* [TASK INSTRUCTIONS]: Resume the Keycloak operator observability documentation below, picking up right after its final sentence.

Observability¶

This document describes the observability features available in the Keycloak operator, including status conditions, metrics, and monitoring capabilities.

Status Conditions¶

All custom resources (Keycloak, KeycloakRealm, KeycloakClient) expose Kubernetes-standard status conditions that can be used by GitOps tools like Argo CD and Flux CD to determine resource health.

Standard Conditions¶

Each resource implements the following condition types:

Ready¶

Indicates whether the resource is fully reconciled and operational.

Status: True, False, or Unknown
Reason: ReconciliationSucceeded, ReconciliationFailed, ReconciliationInProgress
Usage: Primary health indicator for GitOps tools

Available¶

Indicates whether the resource is available for use (Kubernetes standard).

* [INFORMATION PROVIDED]:
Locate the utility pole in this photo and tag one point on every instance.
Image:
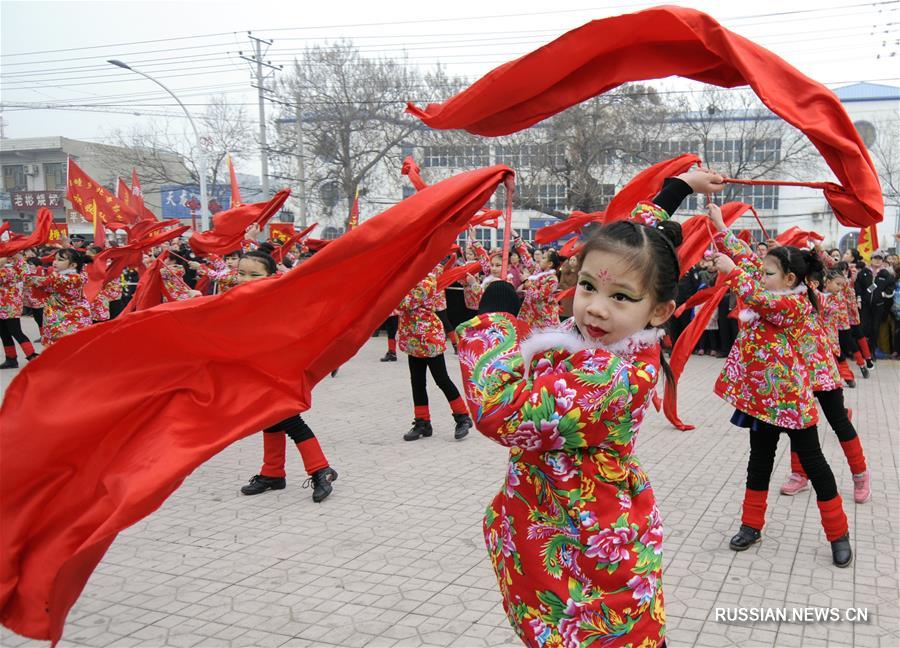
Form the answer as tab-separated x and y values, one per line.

* [RESPONSE BELOW]:
Status: True or False
Reason: ReconciliationSucceeded, ReconciliationFailed
Usage: Determines if the resource can serve its purpose

Progressing¶

Indicates an ongoing reconciliation operation (Kubernetes standard).

Status: True or False
Reason: ReconciliationInProgress
Usage: Shows active reconciliation work

Degraded¶

Indicates the resource is operational but not in optimal state.

Status: True or False
Reason: PartialFunctionality, ReconciliationFailed
Usage: Alerts about suboptimal conditions

Checking Resource Status¶

View the status of a resource:

# Get resource with status
kubectl get keycloak my-keycloak -o yaml

# Check conditions specifically
kubectl get keycloak my-keycloak -o jsonpath='{.status.conditions}' | jq

# Check if a resource is ready
kubectl get keycloak my-keycloak -o jsonpath='{.status.conditions[?(@.type=="Ready")].status}'

Example Status Output¶

status:
  phase: Ready
  message: Keycloak instance is ready
  lastUpdated: "2025-10-15T20:00:00Z"
  observedGeneration: 5
  conditions:
    - type: Ready
      status: "True"
      reason: ReconciliationSucceeded
      message: Reconciliation completed successfully
      lastTransitionTime: "2025-10-15T20:00:00Z"
      observedGeneration: 5
    - type: Available
      status: "True"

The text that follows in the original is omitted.